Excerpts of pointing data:
--- START ---

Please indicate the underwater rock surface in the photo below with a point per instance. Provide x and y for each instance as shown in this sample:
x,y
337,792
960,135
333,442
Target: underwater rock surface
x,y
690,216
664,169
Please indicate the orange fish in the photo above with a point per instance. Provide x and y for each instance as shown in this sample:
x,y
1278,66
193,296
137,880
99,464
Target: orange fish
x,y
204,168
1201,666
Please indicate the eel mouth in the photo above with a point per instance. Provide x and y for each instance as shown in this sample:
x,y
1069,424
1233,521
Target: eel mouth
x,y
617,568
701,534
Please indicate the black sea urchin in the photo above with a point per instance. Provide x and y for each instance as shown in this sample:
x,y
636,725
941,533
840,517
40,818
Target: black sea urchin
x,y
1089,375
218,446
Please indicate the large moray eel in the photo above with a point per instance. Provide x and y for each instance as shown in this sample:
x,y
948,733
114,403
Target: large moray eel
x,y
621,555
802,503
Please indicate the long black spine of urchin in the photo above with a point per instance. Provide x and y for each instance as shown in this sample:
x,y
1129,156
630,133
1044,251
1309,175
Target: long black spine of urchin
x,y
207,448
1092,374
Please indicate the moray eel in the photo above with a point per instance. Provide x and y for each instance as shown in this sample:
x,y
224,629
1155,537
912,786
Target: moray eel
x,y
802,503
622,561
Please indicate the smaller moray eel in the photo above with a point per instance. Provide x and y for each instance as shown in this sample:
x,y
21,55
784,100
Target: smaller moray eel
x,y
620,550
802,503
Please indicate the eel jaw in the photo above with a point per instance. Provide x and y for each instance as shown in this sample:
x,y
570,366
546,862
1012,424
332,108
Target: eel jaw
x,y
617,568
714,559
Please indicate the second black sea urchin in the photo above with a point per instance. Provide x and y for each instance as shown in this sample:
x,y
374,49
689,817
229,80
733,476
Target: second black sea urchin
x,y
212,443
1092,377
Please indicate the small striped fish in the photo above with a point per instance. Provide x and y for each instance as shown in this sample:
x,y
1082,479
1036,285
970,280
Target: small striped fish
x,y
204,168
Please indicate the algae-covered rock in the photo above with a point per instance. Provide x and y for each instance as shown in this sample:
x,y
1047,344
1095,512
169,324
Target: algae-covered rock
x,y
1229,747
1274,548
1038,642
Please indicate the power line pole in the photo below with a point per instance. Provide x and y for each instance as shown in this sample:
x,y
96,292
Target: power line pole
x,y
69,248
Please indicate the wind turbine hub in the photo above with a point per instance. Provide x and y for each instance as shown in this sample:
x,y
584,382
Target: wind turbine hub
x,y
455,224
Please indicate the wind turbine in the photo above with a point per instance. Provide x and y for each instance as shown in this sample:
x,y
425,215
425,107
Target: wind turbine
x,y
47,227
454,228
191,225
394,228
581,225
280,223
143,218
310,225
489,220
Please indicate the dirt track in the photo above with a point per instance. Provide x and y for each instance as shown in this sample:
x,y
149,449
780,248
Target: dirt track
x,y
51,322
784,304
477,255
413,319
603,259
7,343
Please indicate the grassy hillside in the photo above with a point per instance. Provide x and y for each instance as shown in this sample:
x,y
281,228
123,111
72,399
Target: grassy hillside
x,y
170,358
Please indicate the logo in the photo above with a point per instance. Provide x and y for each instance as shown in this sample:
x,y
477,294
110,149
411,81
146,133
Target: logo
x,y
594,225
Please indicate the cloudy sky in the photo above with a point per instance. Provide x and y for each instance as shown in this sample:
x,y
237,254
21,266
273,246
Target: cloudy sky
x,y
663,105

--- END ---

Written instruction: Render every line of the listing above as a JSON list of strings, one string per line, omitting any blank lines.

Response to the exercise:
[
  "Please indicate the underwater rock surface in the photo below with a point per instance. Provide x and y for each instance as shown in this sample:",
  "x,y",
  "337,792",
  "960,135",
  "333,442",
  "Target: underwater rock surface",
  "x,y",
  "690,216",
  "664,169",
  "Please indicate the orange fish in the photo above with a point per instance. Provide x and y for each instance as shown in this sample:",
  "x,y",
  "1278,66",
  "193,296",
  "137,880",
  "99,464",
  "Target: orange fish",
  "x,y",
  "204,168",
  "1201,666",
  "Please indicate the eel mouth in the photo above with a point per instance. Provide x and y for each instance as shown in this sample:",
  "x,y",
  "1069,424",
  "1233,521",
  "Target: eel mouth",
  "x,y",
  "617,568",
  "701,534",
  "Please indicate the black sea urchin in the photo above with a point per instance. Provide x and y for each instance as shown in this sample:",
  "x,y",
  "636,725",
  "941,533",
  "840,517",
  "40,818",
  "Target: black sea urchin",
  "x,y",
  "1089,375",
  "218,446",
  "Please indicate the large moray eel in the photo above with a point per instance. Provide x and y for each instance as shown in this sample:",
  "x,y",
  "948,733",
  "114,403",
  "Target: large moray eel",
  "x,y",
  "621,555",
  "802,503",
  "Please indicate the long black spine of urchin in the photo above with a point per instance. Provide x and y for each instance as shown in this sample:",
  "x,y",
  "1129,156",
  "630,133",
  "1044,251",
  "1309,175",
  "Target: long black spine of urchin",
  "x,y",
  "207,448",
  "1092,374",
  "Please indicate the moray eel in the photo above with a point per instance. Provide x and y for each instance as shown in this sample:",
  "x,y",
  "224,629",
  "1155,537",
  "912,786",
  "Target: moray eel",
  "x,y",
  "802,503",
  "622,561",
  "Please indicate the smaller moray eel in the photo above with a point per instance. Provide x and y for each instance as shown in this sample:",
  "x,y",
  "21,55",
  "784,100",
  "Target: smaller moray eel",
  "x,y",
  "620,550",
  "802,503",
  "Please indicate the eel jaw in the photo above with a point per instance. Provide x and y for each instance as shown in this sample:",
  "x,y",
  "570,366",
  "546,862",
  "1012,424",
  "332,108",
  "Target: eel jaw",
  "x,y",
  "617,568",
  "714,559",
  "Please indicate the second black sea urchin in the photo above with a point per instance. Provide x and y for each instance as shown in this sample:",
  "x,y",
  "374,49",
  "689,817",
  "229,80",
  "733,476",
  "Target: second black sea urchin",
  "x,y",
  "212,443",
  "1092,377",
  "Please indicate the small striped fish in the photo above with a point per instance. Provide x and y for each instance as shown in this sample:",
  "x,y",
  "1082,479",
  "1036,285",
  "970,280",
  "Target: small striped fish",
  "x,y",
  "204,168",
  "Please indicate the algae-covered rock in the photo above with a point per instance. Provide x and y for each instance as shown in this sample:",
  "x,y",
  "1047,344",
  "1095,512",
  "169,324",
  "Target: algae-covered rock",
  "x,y",
  "1229,747",
  "1274,548",
  "1038,642",
  "Please indicate the power line pole in the photo below with a point per instance. Provide x and y for each instance as shown in this sample:",
  "x,y",
  "96,292",
  "Target: power line pole",
  "x,y",
  "69,248",
  "Please indicate the wind turbine hub in the photo above with a point per instance. Provide x and y for each instance as shown in this sample:",
  "x,y",
  "584,382",
  "Target: wind turbine hub",
  "x,y",
  "455,224",
  "Please indicate the wind turbine in the photo above with a point per instance. Provide x and y for each instance as shown in this sample:",
  "x,y",
  "425,215",
  "425,107",
  "Target: wind turbine",
  "x,y",
  "47,227",
  "454,228",
  "191,225",
  "394,228",
  "581,225",
  "280,223",
  "143,218",
  "310,225",
  "489,220",
  "Please indicate the dirt track in the photo above with a point per instance. Provide x and y for each instance as shown in this sample:",
  "x,y",
  "149,449",
  "780,248",
  "Target: dirt track",
  "x,y",
  "51,322",
  "784,304",
  "477,255",
  "413,319",
  "603,259",
  "7,343",
  "Please indicate the grassy hillside in the photo above with a point per instance. Provide x and y for each instance as shown in this sample:",
  "x,y",
  "281,228",
  "123,111",
  "72,399",
  "Target: grassy hillside",
  "x,y",
  "170,358",
  "Please indicate the logo in the photo above with a point per instance. Provide x and y for each instance as shown in this sample:",
  "x,y",
  "477,294",
  "110,149",
  "411,81",
  "146,133",
  "Target: logo",
  "x,y",
  "594,225",
  "Please indicate the cloudy sky in the photo above with a point per instance. Provide x and y for each instance as shown in this sample:",
  "x,y",
  "237,254",
  "21,266",
  "273,246",
  "Target: cloudy sky",
  "x,y",
  "663,105"
]